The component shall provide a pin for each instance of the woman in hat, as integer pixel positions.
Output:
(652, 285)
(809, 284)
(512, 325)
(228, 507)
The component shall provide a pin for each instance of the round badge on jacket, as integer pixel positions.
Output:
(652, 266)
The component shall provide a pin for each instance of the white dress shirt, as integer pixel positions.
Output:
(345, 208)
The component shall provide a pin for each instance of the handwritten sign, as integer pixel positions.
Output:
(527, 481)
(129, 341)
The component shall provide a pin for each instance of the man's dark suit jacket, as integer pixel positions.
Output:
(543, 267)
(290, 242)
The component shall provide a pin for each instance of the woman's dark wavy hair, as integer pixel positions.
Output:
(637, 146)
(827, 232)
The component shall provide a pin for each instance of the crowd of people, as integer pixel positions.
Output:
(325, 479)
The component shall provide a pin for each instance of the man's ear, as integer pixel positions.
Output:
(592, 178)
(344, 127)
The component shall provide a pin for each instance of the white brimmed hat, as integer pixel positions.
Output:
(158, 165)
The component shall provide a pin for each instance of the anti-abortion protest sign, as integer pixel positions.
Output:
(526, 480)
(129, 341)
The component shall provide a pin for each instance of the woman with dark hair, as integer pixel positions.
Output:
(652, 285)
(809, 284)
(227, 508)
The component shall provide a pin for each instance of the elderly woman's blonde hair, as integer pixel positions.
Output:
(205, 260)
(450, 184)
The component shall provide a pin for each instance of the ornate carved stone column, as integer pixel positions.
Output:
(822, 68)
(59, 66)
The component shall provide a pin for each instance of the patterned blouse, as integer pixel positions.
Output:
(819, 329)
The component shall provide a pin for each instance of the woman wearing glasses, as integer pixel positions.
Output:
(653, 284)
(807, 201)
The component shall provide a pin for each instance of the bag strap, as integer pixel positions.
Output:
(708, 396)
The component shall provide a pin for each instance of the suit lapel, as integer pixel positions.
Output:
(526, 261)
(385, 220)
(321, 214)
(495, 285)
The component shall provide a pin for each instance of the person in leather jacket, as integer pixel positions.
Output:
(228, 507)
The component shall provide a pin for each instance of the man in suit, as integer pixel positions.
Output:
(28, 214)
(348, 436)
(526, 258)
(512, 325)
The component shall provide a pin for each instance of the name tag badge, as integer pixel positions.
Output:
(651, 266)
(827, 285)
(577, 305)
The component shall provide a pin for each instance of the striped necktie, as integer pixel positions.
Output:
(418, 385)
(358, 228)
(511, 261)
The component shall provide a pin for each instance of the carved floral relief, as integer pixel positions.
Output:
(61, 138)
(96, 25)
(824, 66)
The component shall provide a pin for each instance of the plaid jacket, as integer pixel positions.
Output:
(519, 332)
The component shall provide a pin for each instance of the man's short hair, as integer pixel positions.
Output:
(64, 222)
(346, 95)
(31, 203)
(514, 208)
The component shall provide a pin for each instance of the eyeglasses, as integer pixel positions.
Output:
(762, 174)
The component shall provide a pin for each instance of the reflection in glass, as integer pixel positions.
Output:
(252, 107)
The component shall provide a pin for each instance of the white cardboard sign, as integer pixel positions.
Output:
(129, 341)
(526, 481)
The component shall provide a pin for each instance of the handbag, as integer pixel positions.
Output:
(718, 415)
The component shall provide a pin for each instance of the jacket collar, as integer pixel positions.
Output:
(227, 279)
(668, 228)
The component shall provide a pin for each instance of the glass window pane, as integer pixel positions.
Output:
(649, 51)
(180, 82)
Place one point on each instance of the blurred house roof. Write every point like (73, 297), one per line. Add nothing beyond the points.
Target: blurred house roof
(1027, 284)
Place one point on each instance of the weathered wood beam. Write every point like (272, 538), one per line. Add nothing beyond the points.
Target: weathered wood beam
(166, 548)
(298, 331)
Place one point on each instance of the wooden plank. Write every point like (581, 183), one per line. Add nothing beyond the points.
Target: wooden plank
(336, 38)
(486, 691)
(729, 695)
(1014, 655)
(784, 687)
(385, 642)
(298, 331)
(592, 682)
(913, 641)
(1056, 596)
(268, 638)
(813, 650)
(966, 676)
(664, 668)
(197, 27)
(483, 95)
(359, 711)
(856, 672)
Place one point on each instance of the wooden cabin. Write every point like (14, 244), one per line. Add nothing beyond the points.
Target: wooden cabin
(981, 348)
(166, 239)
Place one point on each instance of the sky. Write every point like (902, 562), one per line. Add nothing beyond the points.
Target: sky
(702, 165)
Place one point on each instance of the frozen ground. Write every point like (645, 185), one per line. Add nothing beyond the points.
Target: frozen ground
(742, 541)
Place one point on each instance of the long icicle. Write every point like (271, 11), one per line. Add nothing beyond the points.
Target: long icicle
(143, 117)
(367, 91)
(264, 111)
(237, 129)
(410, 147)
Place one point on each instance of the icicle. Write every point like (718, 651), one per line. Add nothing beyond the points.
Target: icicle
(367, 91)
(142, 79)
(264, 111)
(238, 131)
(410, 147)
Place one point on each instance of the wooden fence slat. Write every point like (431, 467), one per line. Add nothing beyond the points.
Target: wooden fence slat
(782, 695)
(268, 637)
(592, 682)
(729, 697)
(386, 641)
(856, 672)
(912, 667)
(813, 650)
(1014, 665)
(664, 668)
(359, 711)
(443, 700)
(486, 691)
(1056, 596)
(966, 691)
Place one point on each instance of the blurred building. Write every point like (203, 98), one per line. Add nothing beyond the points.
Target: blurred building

Exercise instructions: Determine the count of lines in the data above with the string "white" in them, and give that count alone.

Solution to the exercise: 3